STATED GOAL → Rewrite the following lines as a numbered list, leaving out any blank lines.

--- Start ---

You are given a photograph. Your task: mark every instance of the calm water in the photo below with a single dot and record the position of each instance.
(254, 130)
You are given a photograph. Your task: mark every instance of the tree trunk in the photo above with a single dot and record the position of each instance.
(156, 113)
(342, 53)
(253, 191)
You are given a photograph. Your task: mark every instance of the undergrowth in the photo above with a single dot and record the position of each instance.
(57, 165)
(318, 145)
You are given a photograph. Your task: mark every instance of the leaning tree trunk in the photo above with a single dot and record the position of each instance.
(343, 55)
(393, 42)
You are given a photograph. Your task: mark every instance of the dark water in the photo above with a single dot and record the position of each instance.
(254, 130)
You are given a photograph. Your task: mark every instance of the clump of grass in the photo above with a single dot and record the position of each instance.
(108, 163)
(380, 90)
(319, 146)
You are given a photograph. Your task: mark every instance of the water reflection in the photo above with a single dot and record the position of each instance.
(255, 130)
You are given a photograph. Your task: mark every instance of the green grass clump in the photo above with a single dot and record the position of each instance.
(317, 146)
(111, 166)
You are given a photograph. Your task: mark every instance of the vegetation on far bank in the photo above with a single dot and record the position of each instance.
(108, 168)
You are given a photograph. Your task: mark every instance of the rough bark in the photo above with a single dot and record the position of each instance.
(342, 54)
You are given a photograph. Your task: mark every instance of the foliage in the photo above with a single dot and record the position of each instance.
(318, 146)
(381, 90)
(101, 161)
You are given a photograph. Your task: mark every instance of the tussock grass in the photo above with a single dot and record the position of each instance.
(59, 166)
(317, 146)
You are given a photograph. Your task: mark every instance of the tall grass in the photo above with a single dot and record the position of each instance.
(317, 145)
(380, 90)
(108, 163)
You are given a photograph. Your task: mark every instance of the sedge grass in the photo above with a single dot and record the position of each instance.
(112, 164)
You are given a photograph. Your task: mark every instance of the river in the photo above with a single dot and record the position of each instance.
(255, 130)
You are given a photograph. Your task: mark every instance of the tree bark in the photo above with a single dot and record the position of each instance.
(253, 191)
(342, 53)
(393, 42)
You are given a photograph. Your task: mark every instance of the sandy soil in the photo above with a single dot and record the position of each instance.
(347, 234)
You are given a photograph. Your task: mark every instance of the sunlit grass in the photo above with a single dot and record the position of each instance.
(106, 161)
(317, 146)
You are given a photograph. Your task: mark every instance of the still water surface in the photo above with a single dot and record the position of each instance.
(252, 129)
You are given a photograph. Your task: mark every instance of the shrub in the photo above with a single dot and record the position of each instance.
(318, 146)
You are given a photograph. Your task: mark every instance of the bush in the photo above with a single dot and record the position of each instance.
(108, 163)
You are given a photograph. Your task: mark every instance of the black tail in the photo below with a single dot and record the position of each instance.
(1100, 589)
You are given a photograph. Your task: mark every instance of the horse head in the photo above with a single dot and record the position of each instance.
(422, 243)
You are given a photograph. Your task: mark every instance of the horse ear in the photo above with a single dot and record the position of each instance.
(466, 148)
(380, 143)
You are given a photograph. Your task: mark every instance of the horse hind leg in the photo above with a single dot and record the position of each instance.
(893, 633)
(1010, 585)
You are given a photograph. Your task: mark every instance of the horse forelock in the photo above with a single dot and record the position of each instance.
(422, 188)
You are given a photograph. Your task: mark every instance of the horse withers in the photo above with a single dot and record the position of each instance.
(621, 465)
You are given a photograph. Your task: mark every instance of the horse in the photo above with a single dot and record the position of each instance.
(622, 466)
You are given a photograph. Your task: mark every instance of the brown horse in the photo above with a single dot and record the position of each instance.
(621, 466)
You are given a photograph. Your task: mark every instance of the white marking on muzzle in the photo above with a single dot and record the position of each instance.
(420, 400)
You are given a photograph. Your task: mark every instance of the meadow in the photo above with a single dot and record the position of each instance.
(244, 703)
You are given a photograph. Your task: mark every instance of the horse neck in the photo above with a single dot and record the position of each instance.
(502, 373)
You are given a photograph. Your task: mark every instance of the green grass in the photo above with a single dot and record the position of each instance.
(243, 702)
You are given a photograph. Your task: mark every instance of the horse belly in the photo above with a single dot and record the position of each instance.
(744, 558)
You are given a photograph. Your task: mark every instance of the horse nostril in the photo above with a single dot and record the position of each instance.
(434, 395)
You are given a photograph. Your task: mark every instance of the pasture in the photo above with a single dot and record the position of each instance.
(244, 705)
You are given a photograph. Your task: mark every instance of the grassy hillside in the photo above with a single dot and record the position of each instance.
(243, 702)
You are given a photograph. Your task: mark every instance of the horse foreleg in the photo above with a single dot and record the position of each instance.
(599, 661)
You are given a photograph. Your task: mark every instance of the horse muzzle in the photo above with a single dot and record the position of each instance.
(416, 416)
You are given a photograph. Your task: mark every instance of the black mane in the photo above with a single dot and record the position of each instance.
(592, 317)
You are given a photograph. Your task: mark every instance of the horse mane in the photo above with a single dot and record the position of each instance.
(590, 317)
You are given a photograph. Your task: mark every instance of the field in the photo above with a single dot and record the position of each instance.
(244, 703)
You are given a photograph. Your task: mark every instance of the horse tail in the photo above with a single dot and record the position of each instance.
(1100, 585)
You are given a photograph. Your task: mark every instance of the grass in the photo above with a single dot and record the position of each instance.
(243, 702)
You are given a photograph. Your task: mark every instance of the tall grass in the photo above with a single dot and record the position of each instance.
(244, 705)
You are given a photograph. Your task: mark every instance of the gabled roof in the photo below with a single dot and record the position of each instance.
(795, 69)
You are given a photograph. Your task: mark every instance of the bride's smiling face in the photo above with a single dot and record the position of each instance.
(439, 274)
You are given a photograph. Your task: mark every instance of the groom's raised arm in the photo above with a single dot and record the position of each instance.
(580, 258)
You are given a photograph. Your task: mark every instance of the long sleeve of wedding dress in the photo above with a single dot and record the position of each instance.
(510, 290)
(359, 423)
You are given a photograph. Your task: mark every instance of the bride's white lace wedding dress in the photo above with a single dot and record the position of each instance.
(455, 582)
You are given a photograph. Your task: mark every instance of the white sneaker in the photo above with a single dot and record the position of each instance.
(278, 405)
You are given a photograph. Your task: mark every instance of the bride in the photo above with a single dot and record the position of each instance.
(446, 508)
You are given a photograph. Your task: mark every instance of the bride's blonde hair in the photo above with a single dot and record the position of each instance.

--- End ---

RESPONSE TO THE EXERCISE →
1. You are given a photograph. Your task: mark every instance of the calm water in the photo below with a single dot and record the position of each instance.
2. (254, 130)
3. You are given a photograph. Your task: mark every instance of the tree trunk in the photo above with a single dot and record the position of each instance.
4. (156, 113)
5. (342, 53)
6. (253, 191)
7. You are given a photograph. Your task: mark every instance of the undergrowth in the photo above with a single dot and record the position of each instance.
8. (57, 165)
9. (318, 145)
10. You are given a photograph. Your task: mark every instance of the leaning tree trunk in the photo above with a single dot and record the position of each instance.
11. (343, 55)
12. (393, 42)
13. You are given a photograph. Your task: mark every instance of the dark water in the photo above with a single dot and record the position of each instance.
14. (254, 130)
15. You are given a photograph. Your task: mark every instance of the clump of grass in the photo above with a single dot and record the position of each instance.
16. (108, 163)
17. (380, 90)
18. (319, 146)
19. You are given a photograph. Your task: mark every instance of the water reflection in the photo above with a single dot and record the position of each instance.
20. (255, 130)
21. You are given a photograph. Your task: mark every instance of the green grass clump in the photo above with a single dot and record the position of each instance.
22. (317, 146)
23. (111, 166)
24. You are given a photograph. Your task: mark every instance of the vegetation on far bank in the photo above with a single dot and record the position of each instance.
25. (108, 168)
26. You are given a photograph. Your task: mark every instance of the rough bark in the photo above with a single dot and record the position of each instance.
27. (342, 54)
28. You are given a photograph. Your task: mark every instance of the foliage in the photo above with a single dot and record the position of each instance.
29. (318, 146)
30. (381, 90)
31. (101, 161)
32. You are given a photograph. Your task: mark every instance of the tussock grass in the photo above with a single dot and record the position of each instance.
33. (59, 166)
34. (317, 146)
35. You are given a photograph. Your task: mark every instance of the tall grass in the photo above with a single dot and record the position of each instance.
36. (317, 145)
37. (380, 90)
38. (108, 163)
39. You are given a photograph. Your task: mark every instance of the sedge grass in the photo above with a single dot and record the position of each instance.
40. (112, 164)
41. You are given a photograph. Your task: mark every instance of the river in the photo above with a single dot and record the position of each instance.
42. (255, 130)
43. You are given a photograph. Your task: mark every instance of the tree bark in the photo above with a single dot and record the position of each instance.
44. (253, 191)
45. (342, 53)
46. (393, 42)
47. You are given a photograph. Your task: mark every instance of the sandy soil in the photo above with a single dot and record the position of each instance.
48. (347, 234)
49. You are given a photograph. Your task: mark every instance of the sunlit grass in the photo above with a single dot and record the position of each instance.
50. (106, 161)
51. (317, 146)
52. You are given a photograph. Your task: mark every instance of the still water surface in the photo above with a single dot and record the position of each instance.
53. (252, 129)
54. You are given a photograph. Your task: mark every instance of the shrub in the photo above with a single dot and record the position of each instance.
55. (318, 146)
56. You are given a photograph. Your task: mark every instance of the bush in the photo above with a single dot and record the position of each instance.
57. (108, 163)
58. You are given a photograph. Your task: mark every instance of the black tail in the photo below with a single dot and record the position of each instance.
59. (1100, 589)
60. You are given a photograph. Your task: mark every instance of the horse head in the photo above with a single dot and record the position of each instance.
61. (422, 243)
62. You are given a photograph. Your task: mark every instance of the horse ear in the photo above with a single dot and record the position of each instance.
63. (466, 148)
64. (380, 143)
65. You are given a photograph. Your task: mark every instance of the horse hind leg in the photo above with a single dot and record the position of each instance.
66. (893, 633)
67. (1010, 585)
68. You are given a photograph. Your task: mark every instance of the horse forelock in the photo above with a single dot and record the position of each instance.
69. (422, 188)
70. You are given a photograph. Your task: mark every instance of the horse withers in the photo above with a single dot and record the position of each instance.
71. (621, 465)
72. You are given a photograph. Your task: mark every instance of the horse in the photo above with a single dot and record the position of each instance.
73. (622, 466)
74. You are given a photograph. Your task: mark every instance of the brown horse in the photo above with a single dot and record the position of each instance.
75. (621, 466)
76. You are given a photograph. Your task: mark every instance of the white marking on muzzle in the photo above with a single dot and record the position of each instance.
77. (420, 400)
78. You are given a photograph. Your task: mark every instance of the meadow in the photo above with a single dot and record the position of each instance.
79. (244, 703)
80. You are given a photograph. Your task: mark every instance of the horse neck in the photo above with a single dot and record the position of each instance.
81. (502, 373)
82. You are given a photograph. Your task: mark every instance of the green grass in the photo above with a single dot and record the position of each instance.
83. (243, 702)
84. You are given a photograph. Your task: mark every instance of the horse belly in the photo above with a single dot and record the position of each instance.
85. (744, 558)
86. You are given a photograph. Your task: mark every instance of the horse nostril in the photo above with a single dot and record the position of each instance.
87. (434, 395)
88. You are given a photograph. Your task: mark every instance of the pasture in the photo above with a single dot and record the position of each instance.
89. (244, 705)
90. You are given a photograph. Your task: mark every instance of the grassy hillside in the photo above with a single dot and record the position of each instance.
91. (243, 702)
92. You are given a photograph. Your task: mark every instance of the horse foreleg in the photo above with a single dot and record the position of each instance.
93. (599, 661)
94. You are given a photograph. Your task: mark every instance of the horse muzzle in the photo above with a single dot and record the position of each instance.
95. (416, 416)
96. You are given a photograph. Your task: mark every instance of the black mane in the photo above with a single dot and record the position of each instance.
97. (592, 317)
98. You are given a photograph. Your task: mark every instance of the horse mane in the photo above with a single dot and record the position of each instance.
99. (590, 317)
100. You are given a photograph. Your task: mark every instance of the field in the photo above with a single dot and record the position of each instance.
101. (244, 703)
102. You are given a photograph. Your task: mark every instance of the horse tail in the photo above with a single dot and record the position of each instance.
103. (1100, 585)
104. You are given a photograph. Your task: mark every instance of the grass in the photo above with a single dot and record the position of each instance.
105. (243, 702)
106. You are given a photograph. Your task: mark every instance of the tall grass in the photo above with a single dot and record the position of each instance.
107. (244, 705)
108. You are given a photograph. Your task: mark every instance of the gabled roof in the photo below with a single dot and record the position of each instance.
109. (795, 69)
110. You are given a photograph. Your task: mark every instance of the bride's smiling face in the photo above with a single dot and record the position of each instance.
111. (439, 274)
112. You are given a photograph. Your task: mark every instance of the groom's raised arm in the photo above with a single dot and record the position of each instance.
113. (580, 258)
114. You are given a photograph. Your task: mark every instance of the long sleeve of wedding dress in the photo above with a single dot and record the position of each instance.
115. (510, 290)
116. (359, 423)
117. You are given a photograph. Your task: mark every instance of the bride's white lace wedding dress in the photo above with a single dot and record the position of each instance.
118. (455, 582)
119. You are given a photograph. Your task: mark every instance of the white sneaker in the photo above with a single dot and record the position of each instance.
120. (278, 405)
121. You are given a photograph. Your task: mark every instance of the bride in the photo above with a single dot and record the position of each instance.
122. (446, 508)
123. You are given a photograph. Your task: mark every instance of the bride's blonde hair in the photo above with a single dot and record the position of each instance.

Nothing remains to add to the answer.